● **TASK OBJECTIVE**: Return each line of the listing in which the word "harvester" appears.

● **DATA TO USE**:
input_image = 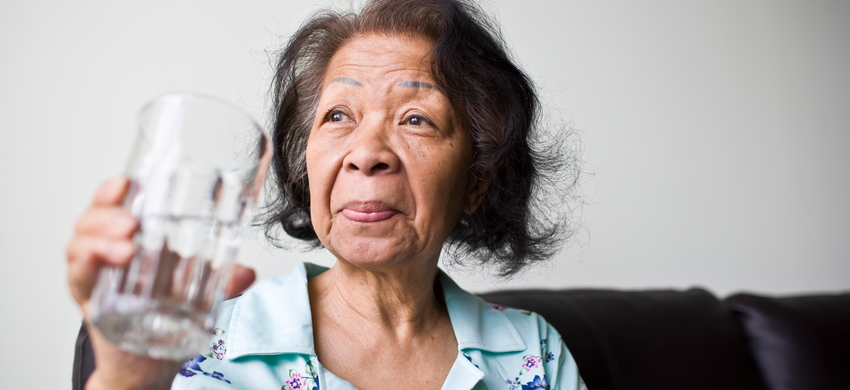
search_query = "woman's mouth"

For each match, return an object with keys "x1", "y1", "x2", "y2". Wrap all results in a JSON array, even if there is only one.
[{"x1": 341, "y1": 202, "x2": 398, "y2": 222}]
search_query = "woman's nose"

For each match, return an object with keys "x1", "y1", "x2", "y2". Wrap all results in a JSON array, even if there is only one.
[{"x1": 342, "y1": 124, "x2": 400, "y2": 176}]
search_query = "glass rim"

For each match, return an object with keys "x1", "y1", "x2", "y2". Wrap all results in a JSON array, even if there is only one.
[
  {"x1": 130, "y1": 91, "x2": 274, "y2": 199},
  {"x1": 137, "y1": 91, "x2": 270, "y2": 141}
]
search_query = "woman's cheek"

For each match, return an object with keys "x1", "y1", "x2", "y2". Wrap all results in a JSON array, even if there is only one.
[{"x1": 305, "y1": 138, "x2": 332, "y2": 230}]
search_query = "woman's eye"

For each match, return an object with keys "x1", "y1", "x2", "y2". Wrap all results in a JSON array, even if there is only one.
[
  {"x1": 329, "y1": 111, "x2": 351, "y2": 123},
  {"x1": 405, "y1": 115, "x2": 427, "y2": 126}
]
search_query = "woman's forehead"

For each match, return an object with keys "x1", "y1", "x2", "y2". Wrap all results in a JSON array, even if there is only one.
[{"x1": 322, "y1": 34, "x2": 436, "y2": 87}]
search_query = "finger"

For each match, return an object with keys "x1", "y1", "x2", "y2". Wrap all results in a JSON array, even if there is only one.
[
  {"x1": 225, "y1": 265, "x2": 256, "y2": 299},
  {"x1": 67, "y1": 235, "x2": 136, "y2": 268},
  {"x1": 67, "y1": 236, "x2": 135, "y2": 307},
  {"x1": 75, "y1": 207, "x2": 138, "y2": 238},
  {"x1": 66, "y1": 236, "x2": 135, "y2": 300},
  {"x1": 91, "y1": 176, "x2": 130, "y2": 208}
]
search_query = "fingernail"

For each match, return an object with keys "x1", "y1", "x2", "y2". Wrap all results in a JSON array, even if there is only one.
[
  {"x1": 104, "y1": 176, "x2": 129, "y2": 198},
  {"x1": 105, "y1": 176, "x2": 124, "y2": 191}
]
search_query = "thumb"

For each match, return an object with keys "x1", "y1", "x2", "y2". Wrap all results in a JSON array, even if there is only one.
[{"x1": 225, "y1": 265, "x2": 256, "y2": 299}]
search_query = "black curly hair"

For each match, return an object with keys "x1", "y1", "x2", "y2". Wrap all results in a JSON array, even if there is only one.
[{"x1": 262, "y1": 0, "x2": 581, "y2": 276}]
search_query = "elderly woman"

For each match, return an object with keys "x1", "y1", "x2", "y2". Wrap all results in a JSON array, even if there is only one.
[{"x1": 67, "y1": 0, "x2": 586, "y2": 389}]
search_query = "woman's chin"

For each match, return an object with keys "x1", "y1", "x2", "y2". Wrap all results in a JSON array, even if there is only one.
[{"x1": 325, "y1": 235, "x2": 431, "y2": 272}]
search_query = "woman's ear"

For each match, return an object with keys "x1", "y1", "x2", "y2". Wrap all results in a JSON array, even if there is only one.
[{"x1": 463, "y1": 177, "x2": 488, "y2": 214}]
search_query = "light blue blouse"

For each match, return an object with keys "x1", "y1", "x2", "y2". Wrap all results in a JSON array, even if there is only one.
[{"x1": 172, "y1": 263, "x2": 587, "y2": 390}]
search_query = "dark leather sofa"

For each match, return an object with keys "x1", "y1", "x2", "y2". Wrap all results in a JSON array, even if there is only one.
[{"x1": 74, "y1": 289, "x2": 850, "y2": 390}]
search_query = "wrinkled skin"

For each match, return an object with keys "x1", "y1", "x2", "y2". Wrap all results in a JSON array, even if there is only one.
[{"x1": 306, "y1": 33, "x2": 486, "y2": 274}]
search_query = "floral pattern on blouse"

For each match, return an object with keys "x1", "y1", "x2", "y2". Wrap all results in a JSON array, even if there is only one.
[
  {"x1": 540, "y1": 339, "x2": 555, "y2": 363},
  {"x1": 515, "y1": 338, "x2": 554, "y2": 377},
  {"x1": 281, "y1": 360, "x2": 320, "y2": 390},
  {"x1": 487, "y1": 302, "x2": 532, "y2": 315},
  {"x1": 506, "y1": 374, "x2": 549, "y2": 390},
  {"x1": 204, "y1": 328, "x2": 228, "y2": 360},
  {"x1": 521, "y1": 355, "x2": 542, "y2": 373},
  {"x1": 178, "y1": 328, "x2": 232, "y2": 384},
  {"x1": 502, "y1": 337, "x2": 572, "y2": 389},
  {"x1": 523, "y1": 375, "x2": 550, "y2": 390}
]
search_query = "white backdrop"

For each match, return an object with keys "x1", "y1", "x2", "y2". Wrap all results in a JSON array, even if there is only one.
[{"x1": 1, "y1": 0, "x2": 848, "y2": 388}]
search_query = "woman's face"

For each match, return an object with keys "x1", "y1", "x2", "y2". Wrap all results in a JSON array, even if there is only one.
[{"x1": 306, "y1": 33, "x2": 485, "y2": 270}]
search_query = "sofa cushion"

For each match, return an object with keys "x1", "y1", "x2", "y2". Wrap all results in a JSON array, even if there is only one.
[
  {"x1": 480, "y1": 288, "x2": 766, "y2": 390},
  {"x1": 726, "y1": 293, "x2": 850, "y2": 390}
]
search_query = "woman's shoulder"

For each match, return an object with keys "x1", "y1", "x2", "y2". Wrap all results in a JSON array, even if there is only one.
[
  {"x1": 486, "y1": 302, "x2": 561, "y2": 340},
  {"x1": 474, "y1": 303, "x2": 586, "y2": 389}
]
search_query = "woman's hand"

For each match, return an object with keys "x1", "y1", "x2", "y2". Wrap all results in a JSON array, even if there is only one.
[
  {"x1": 67, "y1": 177, "x2": 137, "y2": 316},
  {"x1": 67, "y1": 177, "x2": 257, "y2": 389}
]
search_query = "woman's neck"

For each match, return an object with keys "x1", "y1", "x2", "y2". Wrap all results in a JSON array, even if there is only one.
[
  {"x1": 306, "y1": 259, "x2": 458, "y2": 390},
  {"x1": 308, "y1": 259, "x2": 446, "y2": 334}
]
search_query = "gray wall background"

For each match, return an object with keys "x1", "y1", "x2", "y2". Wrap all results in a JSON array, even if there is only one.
[{"x1": 1, "y1": 0, "x2": 848, "y2": 388}]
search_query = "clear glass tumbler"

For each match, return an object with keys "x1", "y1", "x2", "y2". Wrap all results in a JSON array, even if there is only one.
[{"x1": 88, "y1": 92, "x2": 272, "y2": 360}]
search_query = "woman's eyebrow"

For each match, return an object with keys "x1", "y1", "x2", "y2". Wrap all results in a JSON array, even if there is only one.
[
  {"x1": 396, "y1": 80, "x2": 435, "y2": 89},
  {"x1": 330, "y1": 76, "x2": 361, "y2": 86}
]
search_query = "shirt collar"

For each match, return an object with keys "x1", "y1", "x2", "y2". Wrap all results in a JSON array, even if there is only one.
[
  {"x1": 227, "y1": 262, "x2": 525, "y2": 359},
  {"x1": 227, "y1": 262, "x2": 325, "y2": 359},
  {"x1": 439, "y1": 271, "x2": 526, "y2": 353}
]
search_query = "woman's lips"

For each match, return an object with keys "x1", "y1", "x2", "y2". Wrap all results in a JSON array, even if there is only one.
[{"x1": 341, "y1": 202, "x2": 398, "y2": 222}]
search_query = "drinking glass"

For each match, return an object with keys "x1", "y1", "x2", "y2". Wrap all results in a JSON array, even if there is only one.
[{"x1": 88, "y1": 92, "x2": 272, "y2": 360}]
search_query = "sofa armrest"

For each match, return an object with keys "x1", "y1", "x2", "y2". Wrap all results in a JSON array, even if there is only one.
[{"x1": 726, "y1": 292, "x2": 850, "y2": 390}]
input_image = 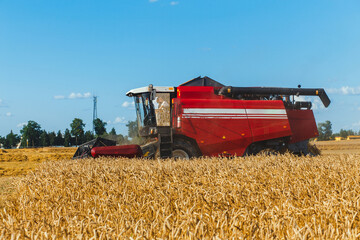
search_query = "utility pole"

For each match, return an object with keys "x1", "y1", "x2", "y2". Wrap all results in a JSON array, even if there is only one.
[{"x1": 93, "y1": 95, "x2": 97, "y2": 134}]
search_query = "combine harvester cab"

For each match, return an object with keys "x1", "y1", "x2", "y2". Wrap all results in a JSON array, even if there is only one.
[{"x1": 74, "y1": 76, "x2": 330, "y2": 159}]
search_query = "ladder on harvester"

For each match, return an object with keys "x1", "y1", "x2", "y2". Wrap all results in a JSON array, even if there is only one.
[{"x1": 157, "y1": 127, "x2": 173, "y2": 158}]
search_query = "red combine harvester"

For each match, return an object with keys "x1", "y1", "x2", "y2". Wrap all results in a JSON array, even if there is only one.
[{"x1": 73, "y1": 76, "x2": 330, "y2": 159}]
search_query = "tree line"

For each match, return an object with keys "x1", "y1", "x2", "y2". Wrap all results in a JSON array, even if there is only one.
[
  {"x1": 317, "y1": 120, "x2": 360, "y2": 141},
  {"x1": 2, "y1": 118, "x2": 356, "y2": 148},
  {"x1": 0, "y1": 118, "x2": 139, "y2": 149}
]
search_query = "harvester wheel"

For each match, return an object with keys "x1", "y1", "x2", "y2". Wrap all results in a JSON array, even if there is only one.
[
  {"x1": 172, "y1": 149, "x2": 190, "y2": 159},
  {"x1": 257, "y1": 148, "x2": 278, "y2": 156},
  {"x1": 287, "y1": 140, "x2": 320, "y2": 156},
  {"x1": 308, "y1": 142, "x2": 321, "y2": 156},
  {"x1": 172, "y1": 139, "x2": 199, "y2": 159}
]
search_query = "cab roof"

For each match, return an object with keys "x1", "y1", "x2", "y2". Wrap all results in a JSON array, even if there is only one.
[
  {"x1": 126, "y1": 86, "x2": 175, "y2": 96},
  {"x1": 126, "y1": 76, "x2": 224, "y2": 96},
  {"x1": 180, "y1": 76, "x2": 224, "y2": 87}
]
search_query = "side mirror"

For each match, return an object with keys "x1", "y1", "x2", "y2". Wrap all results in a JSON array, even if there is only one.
[{"x1": 149, "y1": 84, "x2": 156, "y2": 100}]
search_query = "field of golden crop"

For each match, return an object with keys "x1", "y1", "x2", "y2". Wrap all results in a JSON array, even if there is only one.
[
  {"x1": 0, "y1": 147, "x2": 76, "y2": 210},
  {"x1": 1, "y1": 142, "x2": 360, "y2": 238},
  {"x1": 315, "y1": 139, "x2": 360, "y2": 155},
  {"x1": 0, "y1": 147, "x2": 75, "y2": 177}
]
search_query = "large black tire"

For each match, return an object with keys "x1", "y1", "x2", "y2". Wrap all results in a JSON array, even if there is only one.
[
  {"x1": 172, "y1": 138, "x2": 200, "y2": 159},
  {"x1": 288, "y1": 140, "x2": 320, "y2": 156}
]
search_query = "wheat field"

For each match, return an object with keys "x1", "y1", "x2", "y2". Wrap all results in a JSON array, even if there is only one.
[
  {"x1": 0, "y1": 147, "x2": 75, "y2": 177},
  {"x1": 316, "y1": 139, "x2": 360, "y2": 155},
  {"x1": 1, "y1": 151, "x2": 360, "y2": 239}
]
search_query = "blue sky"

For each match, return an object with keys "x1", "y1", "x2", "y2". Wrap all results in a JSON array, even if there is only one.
[{"x1": 1, "y1": 0, "x2": 360, "y2": 136}]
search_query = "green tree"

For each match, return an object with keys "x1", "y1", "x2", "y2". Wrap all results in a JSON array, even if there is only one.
[
  {"x1": 126, "y1": 120, "x2": 143, "y2": 144},
  {"x1": 64, "y1": 128, "x2": 71, "y2": 147},
  {"x1": 117, "y1": 134, "x2": 127, "y2": 144},
  {"x1": 84, "y1": 130, "x2": 95, "y2": 142},
  {"x1": 317, "y1": 120, "x2": 333, "y2": 141},
  {"x1": 5, "y1": 130, "x2": 20, "y2": 148},
  {"x1": 55, "y1": 130, "x2": 64, "y2": 146},
  {"x1": 70, "y1": 118, "x2": 85, "y2": 145},
  {"x1": 126, "y1": 120, "x2": 138, "y2": 138},
  {"x1": 48, "y1": 131, "x2": 56, "y2": 146},
  {"x1": 338, "y1": 129, "x2": 357, "y2": 139},
  {"x1": 339, "y1": 129, "x2": 348, "y2": 139},
  {"x1": 109, "y1": 127, "x2": 117, "y2": 135},
  {"x1": 40, "y1": 130, "x2": 50, "y2": 147},
  {"x1": 2, "y1": 139, "x2": 10, "y2": 149},
  {"x1": 93, "y1": 118, "x2": 107, "y2": 136},
  {"x1": 20, "y1": 121, "x2": 42, "y2": 147}
]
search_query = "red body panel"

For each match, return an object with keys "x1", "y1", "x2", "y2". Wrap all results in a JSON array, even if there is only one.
[
  {"x1": 286, "y1": 109, "x2": 319, "y2": 143},
  {"x1": 177, "y1": 86, "x2": 223, "y2": 99},
  {"x1": 242, "y1": 101, "x2": 291, "y2": 143},
  {"x1": 176, "y1": 98, "x2": 253, "y2": 156},
  {"x1": 173, "y1": 86, "x2": 318, "y2": 156},
  {"x1": 91, "y1": 145, "x2": 142, "y2": 158}
]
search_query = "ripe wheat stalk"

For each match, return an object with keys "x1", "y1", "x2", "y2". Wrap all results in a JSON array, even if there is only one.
[{"x1": 1, "y1": 154, "x2": 360, "y2": 239}]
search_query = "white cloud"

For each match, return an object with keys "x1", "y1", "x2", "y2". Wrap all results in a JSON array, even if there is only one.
[
  {"x1": 114, "y1": 117, "x2": 127, "y2": 124},
  {"x1": 340, "y1": 86, "x2": 360, "y2": 95},
  {"x1": 108, "y1": 117, "x2": 127, "y2": 125},
  {"x1": 294, "y1": 95, "x2": 307, "y2": 101},
  {"x1": 294, "y1": 96, "x2": 325, "y2": 111},
  {"x1": 54, "y1": 92, "x2": 92, "y2": 100},
  {"x1": 84, "y1": 92, "x2": 92, "y2": 98},
  {"x1": 170, "y1": 1, "x2": 179, "y2": 5},
  {"x1": 312, "y1": 98, "x2": 325, "y2": 111},
  {"x1": 327, "y1": 86, "x2": 360, "y2": 95},
  {"x1": 149, "y1": 0, "x2": 158, "y2": 2},
  {"x1": 352, "y1": 121, "x2": 360, "y2": 128},
  {"x1": 6, "y1": 112, "x2": 12, "y2": 117},
  {"x1": 17, "y1": 122, "x2": 27, "y2": 128},
  {"x1": 122, "y1": 101, "x2": 135, "y2": 108},
  {"x1": 54, "y1": 95, "x2": 65, "y2": 100},
  {"x1": 69, "y1": 92, "x2": 92, "y2": 99}
]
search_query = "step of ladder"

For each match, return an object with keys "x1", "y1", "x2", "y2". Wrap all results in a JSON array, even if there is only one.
[{"x1": 157, "y1": 127, "x2": 173, "y2": 158}]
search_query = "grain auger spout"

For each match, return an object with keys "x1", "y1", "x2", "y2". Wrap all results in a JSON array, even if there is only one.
[{"x1": 218, "y1": 86, "x2": 331, "y2": 108}]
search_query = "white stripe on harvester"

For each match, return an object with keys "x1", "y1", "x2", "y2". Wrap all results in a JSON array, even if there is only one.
[
  {"x1": 183, "y1": 108, "x2": 246, "y2": 114},
  {"x1": 246, "y1": 109, "x2": 287, "y2": 115},
  {"x1": 183, "y1": 115, "x2": 248, "y2": 119},
  {"x1": 182, "y1": 108, "x2": 287, "y2": 119}
]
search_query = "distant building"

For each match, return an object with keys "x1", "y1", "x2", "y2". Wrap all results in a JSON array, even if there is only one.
[
  {"x1": 335, "y1": 137, "x2": 344, "y2": 141},
  {"x1": 347, "y1": 135, "x2": 360, "y2": 140}
]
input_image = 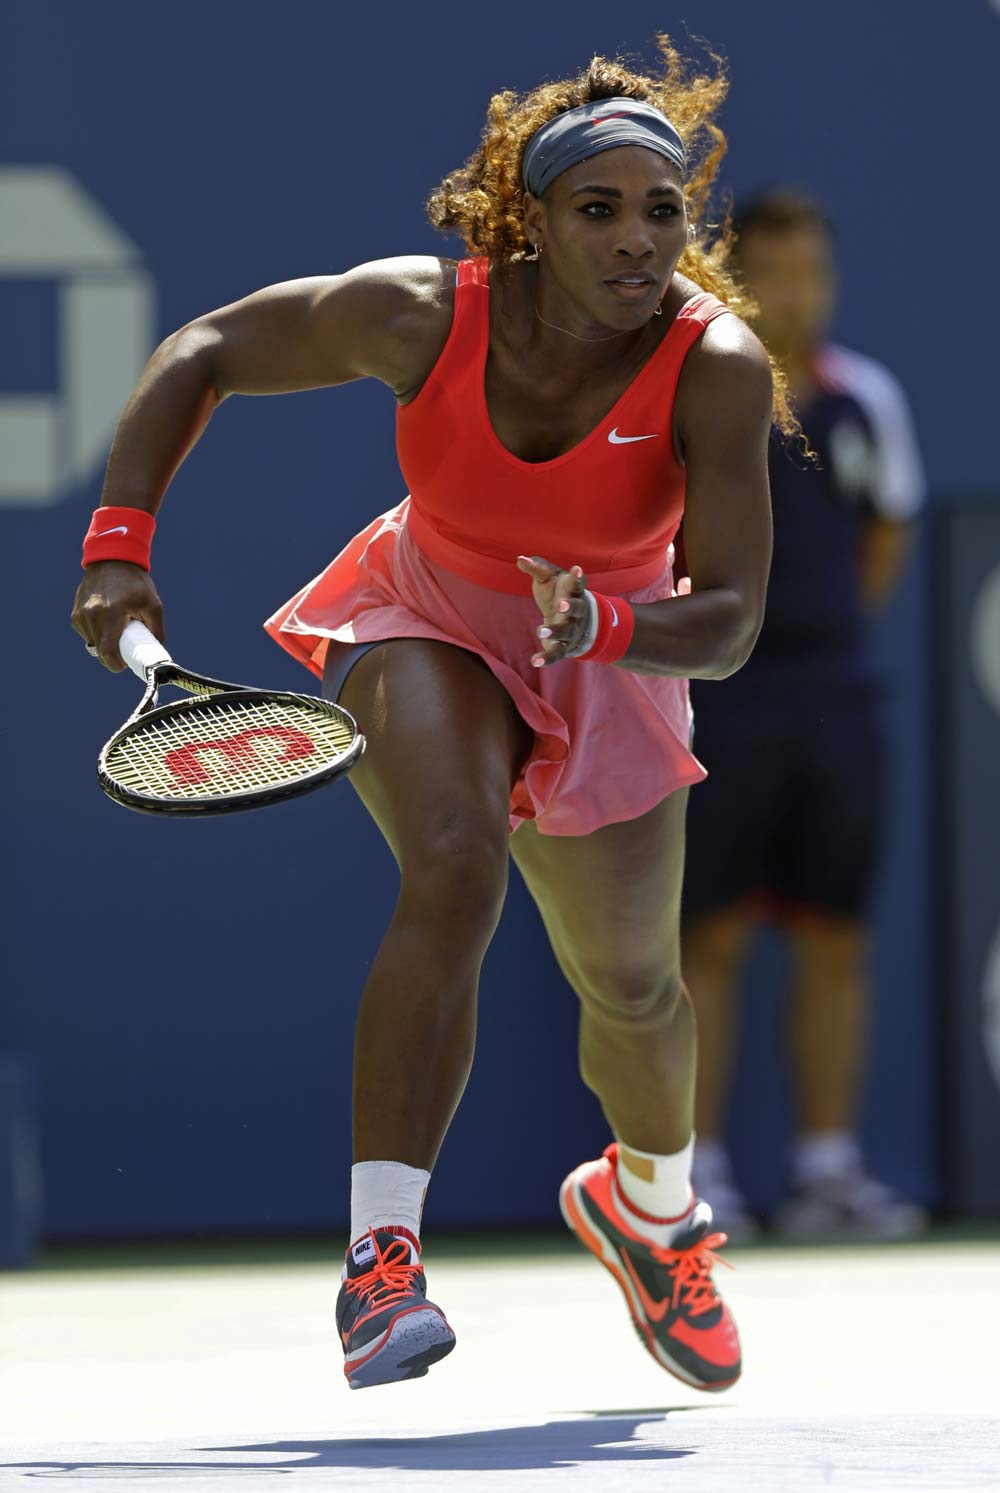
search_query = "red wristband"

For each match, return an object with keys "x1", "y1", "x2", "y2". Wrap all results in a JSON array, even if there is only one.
[
  {"x1": 82, "y1": 507, "x2": 156, "y2": 570},
  {"x1": 586, "y1": 593, "x2": 635, "y2": 664}
]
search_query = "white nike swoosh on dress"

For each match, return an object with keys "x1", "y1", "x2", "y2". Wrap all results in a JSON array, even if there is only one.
[
  {"x1": 608, "y1": 428, "x2": 659, "y2": 444},
  {"x1": 95, "y1": 525, "x2": 129, "y2": 537}
]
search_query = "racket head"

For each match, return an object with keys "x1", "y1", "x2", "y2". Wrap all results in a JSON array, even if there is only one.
[{"x1": 98, "y1": 688, "x2": 365, "y2": 816}]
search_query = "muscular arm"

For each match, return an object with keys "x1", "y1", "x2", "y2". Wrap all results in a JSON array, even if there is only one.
[
  {"x1": 95, "y1": 256, "x2": 455, "y2": 516},
  {"x1": 622, "y1": 317, "x2": 774, "y2": 679},
  {"x1": 72, "y1": 256, "x2": 454, "y2": 667}
]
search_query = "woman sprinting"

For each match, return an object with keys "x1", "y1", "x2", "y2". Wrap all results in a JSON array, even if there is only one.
[{"x1": 71, "y1": 38, "x2": 785, "y2": 1393}]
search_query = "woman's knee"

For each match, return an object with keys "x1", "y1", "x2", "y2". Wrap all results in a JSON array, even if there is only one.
[
  {"x1": 570, "y1": 950, "x2": 688, "y2": 1030},
  {"x1": 397, "y1": 810, "x2": 511, "y2": 941}
]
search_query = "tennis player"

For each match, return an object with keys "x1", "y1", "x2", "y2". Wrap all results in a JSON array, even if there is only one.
[{"x1": 71, "y1": 39, "x2": 786, "y2": 1392}]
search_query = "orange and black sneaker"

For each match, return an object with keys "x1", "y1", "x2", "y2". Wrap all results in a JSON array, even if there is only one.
[
  {"x1": 335, "y1": 1228, "x2": 456, "y2": 1390},
  {"x1": 560, "y1": 1143, "x2": 741, "y2": 1391}
]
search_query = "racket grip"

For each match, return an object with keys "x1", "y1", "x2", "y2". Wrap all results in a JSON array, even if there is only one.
[{"x1": 119, "y1": 620, "x2": 172, "y2": 679}]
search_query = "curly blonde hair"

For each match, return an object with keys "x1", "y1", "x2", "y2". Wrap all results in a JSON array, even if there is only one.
[{"x1": 428, "y1": 35, "x2": 795, "y2": 435}]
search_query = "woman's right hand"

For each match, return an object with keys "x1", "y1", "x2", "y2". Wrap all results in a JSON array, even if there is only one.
[{"x1": 71, "y1": 562, "x2": 165, "y2": 672}]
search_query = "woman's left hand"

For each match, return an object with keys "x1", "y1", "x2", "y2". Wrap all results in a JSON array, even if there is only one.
[{"x1": 516, "y1": 555, "x2": 589, "y2": 667}]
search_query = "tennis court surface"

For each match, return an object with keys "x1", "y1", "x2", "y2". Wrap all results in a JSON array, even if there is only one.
[{"x1": 2, "y1": 1231, "x2": 998, "y2": 1491}]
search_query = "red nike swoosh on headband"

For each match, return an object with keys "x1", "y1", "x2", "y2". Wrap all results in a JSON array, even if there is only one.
[{"x1": 590, "y1": 113, "x2": 632, "y2": 125}]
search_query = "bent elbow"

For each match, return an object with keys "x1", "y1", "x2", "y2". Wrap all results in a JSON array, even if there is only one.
[
  {"x1": 708, "y1": 611, "x2": 763, "y2": 680},
  {"x1": 157, "y1": 321, "x2": 227, "y2": 399}
]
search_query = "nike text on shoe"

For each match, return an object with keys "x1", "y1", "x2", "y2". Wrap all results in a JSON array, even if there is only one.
[
  {"x1": 335, "y1": 1228, "x2": 456, "y2": 1390},
  {"x1": 560, "y1": 1143, "x2": 741, "y2": 1390}
]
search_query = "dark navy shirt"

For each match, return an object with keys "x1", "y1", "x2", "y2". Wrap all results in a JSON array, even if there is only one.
[{"x1": 693, "y1": 343, "x2": 925, "y2": 712}]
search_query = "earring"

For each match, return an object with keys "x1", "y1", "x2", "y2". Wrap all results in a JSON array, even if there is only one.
[
  {"x1": 654, "y1": 300, "x2": 663, "y2": 316},
  {"x1": 524, "y1": 242, "x2": 542, "y2": 262}
]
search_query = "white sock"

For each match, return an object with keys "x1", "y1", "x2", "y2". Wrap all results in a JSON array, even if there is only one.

● **ANSWER SECTION**:
search_query = "combine harvester cab"
search_query = "ladder on harvester"
search_query = "red combine harvester"
search_query = "harvester wheel"
search_query = "white stripe on harvester"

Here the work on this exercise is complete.